─── Texte fourni

Indépendamment des bondes, il existe encore sur les canaux de la Dérivation, d’autres prises d’eau latérales, sur le canal des Trévois, rendant leurs eaux dans le même bief : du Sieur Dupont, du Sieur Lenoir, des Terrasses, du Sieur Jacquier, du Sieur Mahaut, et prise d’eau du Sieur Delaage-Colas, sur le canal du Vouldy. Ces bondes, plus ou moins bien entretenues, reçoivent trop souvent la charge de charrier les herbes, dites mauvaises, arrachées des jardins et les épluchures provenant des cuisines. Sous ces apports, elles perdent leur limpidité, et amène la prolifération de moustiques.

 

      Il existe de Troyes à Méry, environ 81 bondes ou prises d’eau, qui donnent naissance à une série de canaux servant à irriguer et arroser les jardins et les prés.

──────

Recopiez le passage du texte sur les bondes qui commence par les mots contenant « Indépendamment des bondes, il » et se termine par « prolifération de moustiques. ». La liste ci-dessous est un document à part, distinct du texte sur les bondes.

─── Informations extraites

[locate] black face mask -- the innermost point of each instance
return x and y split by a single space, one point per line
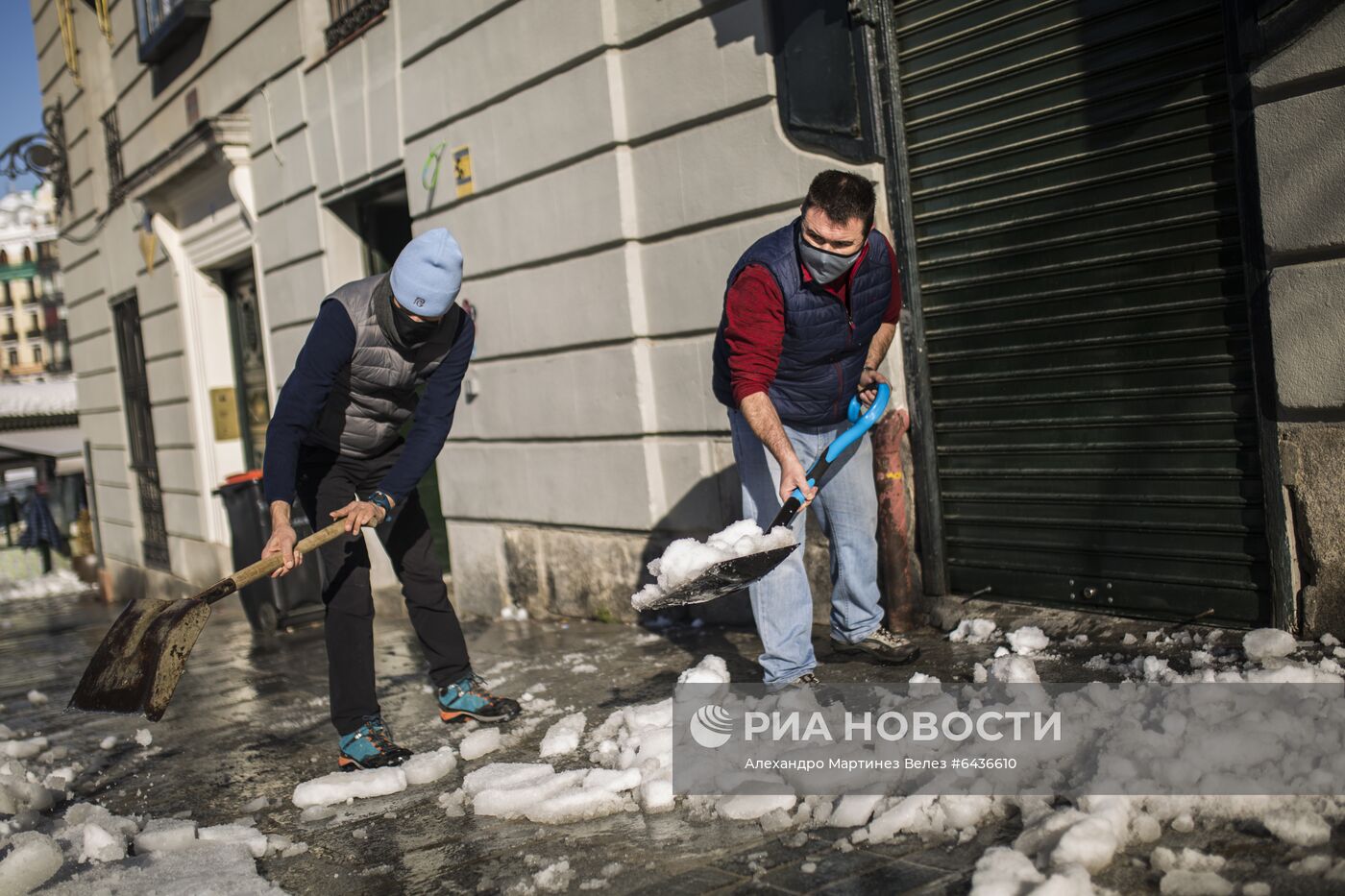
412 331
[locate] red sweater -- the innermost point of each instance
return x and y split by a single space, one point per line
755 331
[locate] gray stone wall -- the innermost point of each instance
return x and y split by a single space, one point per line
1300 110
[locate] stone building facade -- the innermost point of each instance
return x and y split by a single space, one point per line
604 161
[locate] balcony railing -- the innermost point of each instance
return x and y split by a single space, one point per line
164 24
350 16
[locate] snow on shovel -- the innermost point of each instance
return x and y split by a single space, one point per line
140 660
726 574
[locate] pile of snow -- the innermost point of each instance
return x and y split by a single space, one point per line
480 741
424 768
631 755
53 397
56 584
1266 643
44 835
1028 641
564 736
974 631
686 559
339 787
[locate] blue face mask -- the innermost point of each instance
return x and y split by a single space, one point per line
822 265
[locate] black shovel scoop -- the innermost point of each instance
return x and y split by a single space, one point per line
735 574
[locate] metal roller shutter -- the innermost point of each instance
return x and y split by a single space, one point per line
1071 175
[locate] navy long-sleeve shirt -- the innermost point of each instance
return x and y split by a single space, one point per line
326 352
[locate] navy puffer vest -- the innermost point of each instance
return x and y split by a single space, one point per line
824 342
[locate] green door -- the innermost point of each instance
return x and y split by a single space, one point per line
1076 234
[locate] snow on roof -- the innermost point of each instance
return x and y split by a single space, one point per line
49 399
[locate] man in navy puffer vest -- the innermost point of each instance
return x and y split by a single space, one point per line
809 315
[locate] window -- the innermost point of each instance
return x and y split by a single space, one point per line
111 141
349 16
823 77
165 24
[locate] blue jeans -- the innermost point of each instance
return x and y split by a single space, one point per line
847 509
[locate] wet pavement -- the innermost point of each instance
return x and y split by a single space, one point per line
251 720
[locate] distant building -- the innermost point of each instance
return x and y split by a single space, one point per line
33 315
1120 228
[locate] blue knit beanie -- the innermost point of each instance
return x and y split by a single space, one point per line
428 274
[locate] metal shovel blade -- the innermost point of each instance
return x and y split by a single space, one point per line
138 662
722 579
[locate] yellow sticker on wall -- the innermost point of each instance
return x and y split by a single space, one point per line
463 170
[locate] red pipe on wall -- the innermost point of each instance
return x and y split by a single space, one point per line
896 577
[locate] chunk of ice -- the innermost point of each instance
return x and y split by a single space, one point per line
340 786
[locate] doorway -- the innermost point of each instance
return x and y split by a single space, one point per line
140 429
249 362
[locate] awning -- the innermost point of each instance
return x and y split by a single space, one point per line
62 444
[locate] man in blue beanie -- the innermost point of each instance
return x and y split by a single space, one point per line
383 350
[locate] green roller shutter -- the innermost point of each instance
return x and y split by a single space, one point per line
1076 233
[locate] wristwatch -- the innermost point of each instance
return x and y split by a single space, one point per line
380 499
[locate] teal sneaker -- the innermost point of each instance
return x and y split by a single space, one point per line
468 698
370 747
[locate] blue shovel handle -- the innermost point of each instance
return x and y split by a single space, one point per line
863 423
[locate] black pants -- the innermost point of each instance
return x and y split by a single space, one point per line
329 482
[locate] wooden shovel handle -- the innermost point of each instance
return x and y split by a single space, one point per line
266 567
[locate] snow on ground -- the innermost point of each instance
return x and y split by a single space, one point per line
1028 641
686 559
1264 643
564 736
57 584
339 787
1063 844
87 849
974 631
53 397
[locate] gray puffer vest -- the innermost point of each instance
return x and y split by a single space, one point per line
379 389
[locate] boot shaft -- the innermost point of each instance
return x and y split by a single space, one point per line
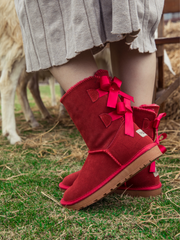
144 116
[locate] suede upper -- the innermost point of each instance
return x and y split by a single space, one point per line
111 150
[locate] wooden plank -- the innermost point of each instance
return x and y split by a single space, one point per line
166 92
171 6
161 41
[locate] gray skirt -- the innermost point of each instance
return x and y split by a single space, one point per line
56 31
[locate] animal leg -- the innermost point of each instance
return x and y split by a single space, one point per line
22 96
52 89
33 85
8 84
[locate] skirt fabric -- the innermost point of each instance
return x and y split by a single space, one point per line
58 30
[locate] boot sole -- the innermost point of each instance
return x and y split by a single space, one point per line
135 193
136 166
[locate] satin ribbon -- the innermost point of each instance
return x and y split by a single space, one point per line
113 87
158 139
122 108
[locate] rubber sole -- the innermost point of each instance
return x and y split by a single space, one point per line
136 166
135 193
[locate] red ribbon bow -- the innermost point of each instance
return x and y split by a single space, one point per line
113 87
124 107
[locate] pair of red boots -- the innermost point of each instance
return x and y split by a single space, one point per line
118 148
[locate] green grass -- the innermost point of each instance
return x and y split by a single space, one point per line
29 193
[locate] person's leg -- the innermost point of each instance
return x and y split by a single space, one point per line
136 70
78 68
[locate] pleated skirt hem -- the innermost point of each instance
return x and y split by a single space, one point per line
56 31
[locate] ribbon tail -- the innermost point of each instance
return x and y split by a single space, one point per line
129 124
152 167
162 148
112 99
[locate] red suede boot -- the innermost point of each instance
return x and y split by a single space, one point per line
146 183
118 149
146 118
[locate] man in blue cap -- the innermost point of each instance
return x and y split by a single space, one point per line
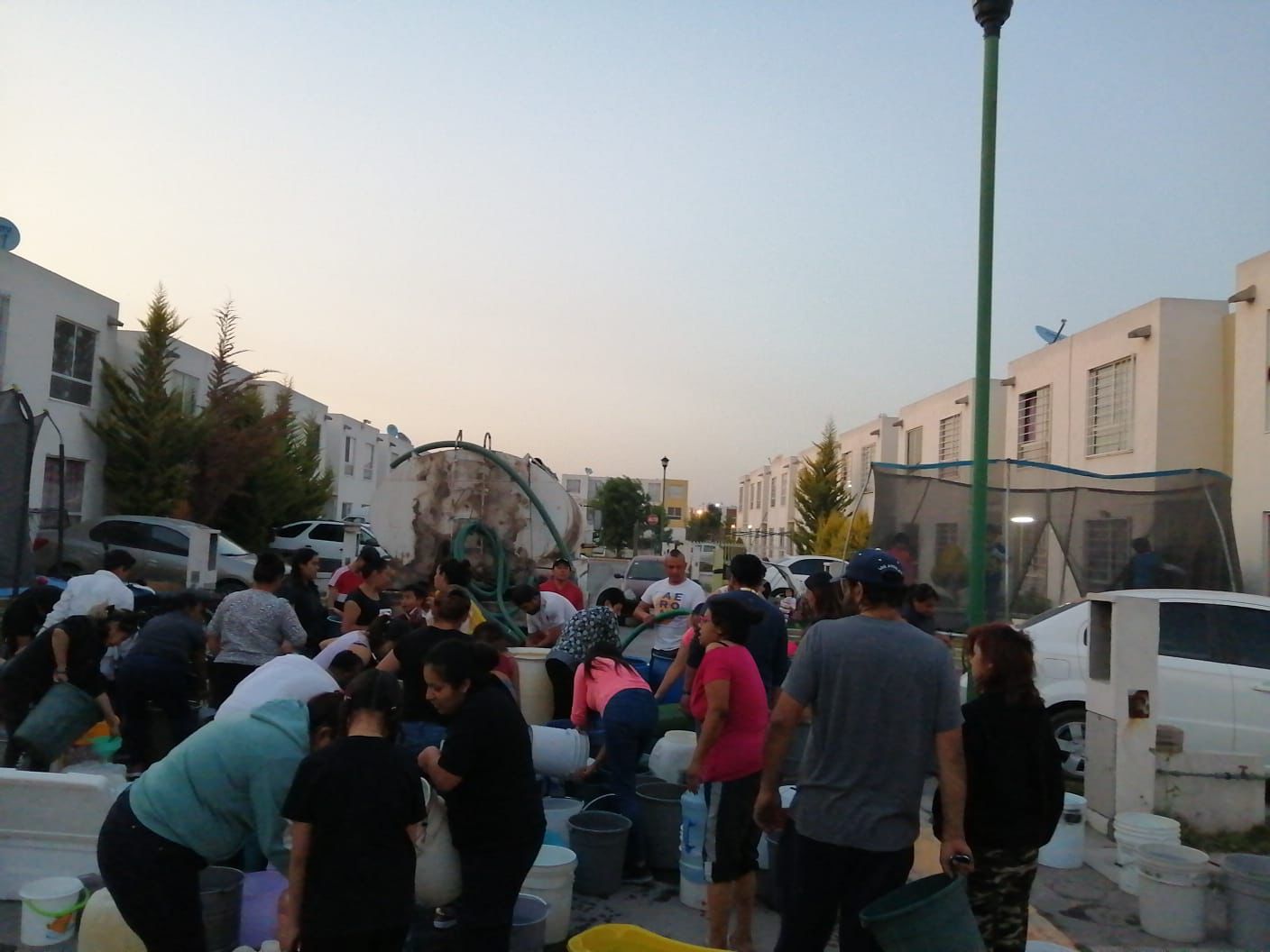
883 693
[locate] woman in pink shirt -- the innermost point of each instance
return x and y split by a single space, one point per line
607 684
729 700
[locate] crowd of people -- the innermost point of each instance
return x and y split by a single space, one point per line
329 711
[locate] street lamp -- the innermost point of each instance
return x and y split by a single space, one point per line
992 15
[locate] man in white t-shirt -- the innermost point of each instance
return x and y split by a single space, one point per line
675 591
545 612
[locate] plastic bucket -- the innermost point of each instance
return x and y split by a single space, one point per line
1133 830
538 700
551 881
1066 848
50 909
61 716
1173 892
693 883
598 838
529 924
557 811
1247 890
659 803
220 892
559 752
922 915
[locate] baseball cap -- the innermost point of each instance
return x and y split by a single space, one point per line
875 568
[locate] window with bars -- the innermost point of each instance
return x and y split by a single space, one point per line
1034 424
1109 424
950 438
914 447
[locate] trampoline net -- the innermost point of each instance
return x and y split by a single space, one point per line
1054 534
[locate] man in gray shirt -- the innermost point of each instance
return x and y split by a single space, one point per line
252 628
881 692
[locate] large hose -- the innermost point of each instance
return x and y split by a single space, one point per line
503 616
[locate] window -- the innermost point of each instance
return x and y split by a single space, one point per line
914 445
950 438
1107 551
1034 426
74 351
1109 428
75 470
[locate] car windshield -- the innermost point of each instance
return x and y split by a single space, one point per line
647 572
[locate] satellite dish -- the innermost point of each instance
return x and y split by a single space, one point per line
9 235
1051 336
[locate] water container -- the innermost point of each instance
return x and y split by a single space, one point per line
693 827
557 811
61 716
933 913
1173 892
600 840
1247 890
1133 830
662 823
672 755
693 883
538 700
1066 848
557 752
551 881
529 924
50 909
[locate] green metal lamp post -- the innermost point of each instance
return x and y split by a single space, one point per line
990 14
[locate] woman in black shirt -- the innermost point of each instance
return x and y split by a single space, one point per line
485 774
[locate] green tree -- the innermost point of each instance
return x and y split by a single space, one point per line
146 428
819 491
621 503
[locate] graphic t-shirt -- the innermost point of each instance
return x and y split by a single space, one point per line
665 597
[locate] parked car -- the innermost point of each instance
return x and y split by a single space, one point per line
159 545
1214 671
326 537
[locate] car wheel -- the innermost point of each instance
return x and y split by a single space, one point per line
1068 727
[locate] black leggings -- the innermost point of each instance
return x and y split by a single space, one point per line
152 881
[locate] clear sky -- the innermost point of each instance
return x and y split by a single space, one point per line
611 231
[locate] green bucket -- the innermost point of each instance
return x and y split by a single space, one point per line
59 720
931 914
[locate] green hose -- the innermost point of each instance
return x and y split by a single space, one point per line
503 616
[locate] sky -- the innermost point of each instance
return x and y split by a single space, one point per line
607 233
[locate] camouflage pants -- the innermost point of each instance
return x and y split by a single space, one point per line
999 889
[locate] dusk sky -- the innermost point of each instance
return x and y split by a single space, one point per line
607 233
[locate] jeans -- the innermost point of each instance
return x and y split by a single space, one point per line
492 883
822 883
152 881
146 681
629 721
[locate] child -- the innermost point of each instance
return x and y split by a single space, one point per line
507 669
355 808
1014 783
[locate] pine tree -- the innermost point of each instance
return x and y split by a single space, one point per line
819 491
146 428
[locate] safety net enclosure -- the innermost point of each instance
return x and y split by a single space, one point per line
1057 534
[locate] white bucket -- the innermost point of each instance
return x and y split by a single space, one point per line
693 885
672 755
1133 830
559 752
1066 848
1173 892
538 700
50 909
557 811
1247 890
551 881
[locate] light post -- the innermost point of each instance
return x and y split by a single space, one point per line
990 14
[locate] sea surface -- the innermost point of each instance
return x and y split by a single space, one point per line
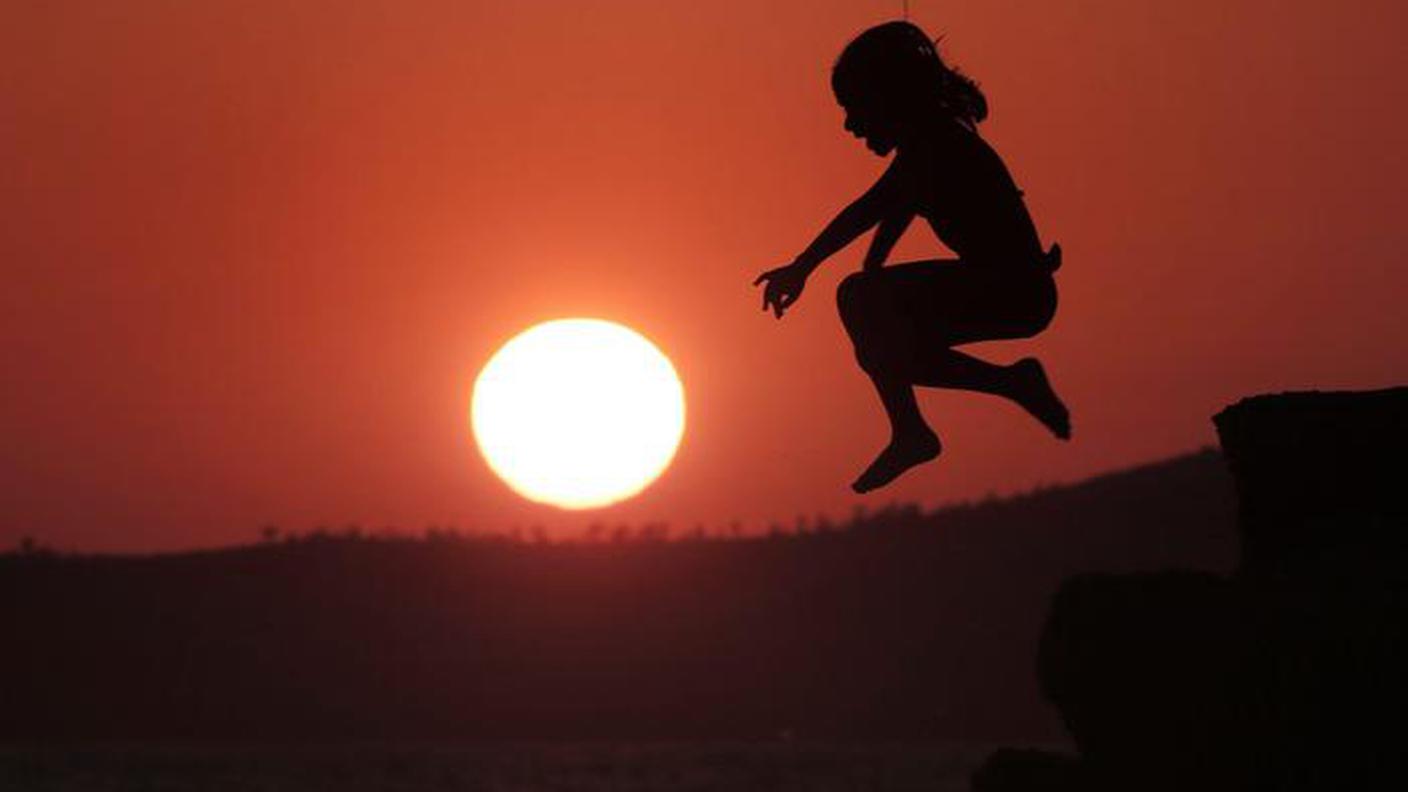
596 767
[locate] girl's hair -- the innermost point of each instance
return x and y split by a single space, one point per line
899 65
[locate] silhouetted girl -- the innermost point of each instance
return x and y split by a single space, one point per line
906 319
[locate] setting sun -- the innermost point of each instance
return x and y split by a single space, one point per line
577 413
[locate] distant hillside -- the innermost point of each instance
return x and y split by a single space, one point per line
899 625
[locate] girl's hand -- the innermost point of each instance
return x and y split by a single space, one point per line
783 286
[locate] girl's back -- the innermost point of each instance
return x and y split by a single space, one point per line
970 200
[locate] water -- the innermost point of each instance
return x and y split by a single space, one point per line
694 767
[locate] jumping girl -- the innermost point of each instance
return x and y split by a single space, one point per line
906 320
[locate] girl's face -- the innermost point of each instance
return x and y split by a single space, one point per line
869 124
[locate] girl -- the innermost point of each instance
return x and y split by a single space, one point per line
904 320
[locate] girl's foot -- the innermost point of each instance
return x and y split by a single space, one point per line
1035 395
900 455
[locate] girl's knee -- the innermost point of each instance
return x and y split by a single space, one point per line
852 296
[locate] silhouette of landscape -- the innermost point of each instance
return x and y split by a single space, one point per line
1224 620
896 625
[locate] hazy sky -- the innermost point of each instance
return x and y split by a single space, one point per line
254 254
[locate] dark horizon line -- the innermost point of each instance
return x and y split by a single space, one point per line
656 531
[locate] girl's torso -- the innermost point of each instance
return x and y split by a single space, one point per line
963 189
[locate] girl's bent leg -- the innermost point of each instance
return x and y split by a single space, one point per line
1024 382
911 440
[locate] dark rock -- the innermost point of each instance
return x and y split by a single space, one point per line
1029 771
1286 675
1320 477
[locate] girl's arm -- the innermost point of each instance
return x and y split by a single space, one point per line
886 198
886 236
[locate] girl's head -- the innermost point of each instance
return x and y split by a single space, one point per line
890 81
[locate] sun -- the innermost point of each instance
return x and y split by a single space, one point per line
577 413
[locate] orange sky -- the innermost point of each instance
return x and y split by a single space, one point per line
254 254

──────

◆ Réponse attendue ◆
Indépendamment des bondes, il existe encore sur les canaux de la Dérivation, d’autres prises d’eau latérales, sur le canal des Trévois, rendant leurs eaux dans le même bief : du Sieur Dupont, du Sieur Lenoir, des Terrasses, du Sieur Jacquier, du Sieur Mahaut, et prise d’eau du Sieur Delaage-Colas, sur le canal du Vouldy. Ces bondes, plus ou moins bien entretenues, reçoivent trop souvent la charge de charrier les herbes, dites mauvaises, arrachées des jardins et les épluchures provenant des cuisines. Sous ces apports, elles perdent leur limpidité, et amène la prolifération de moustiques.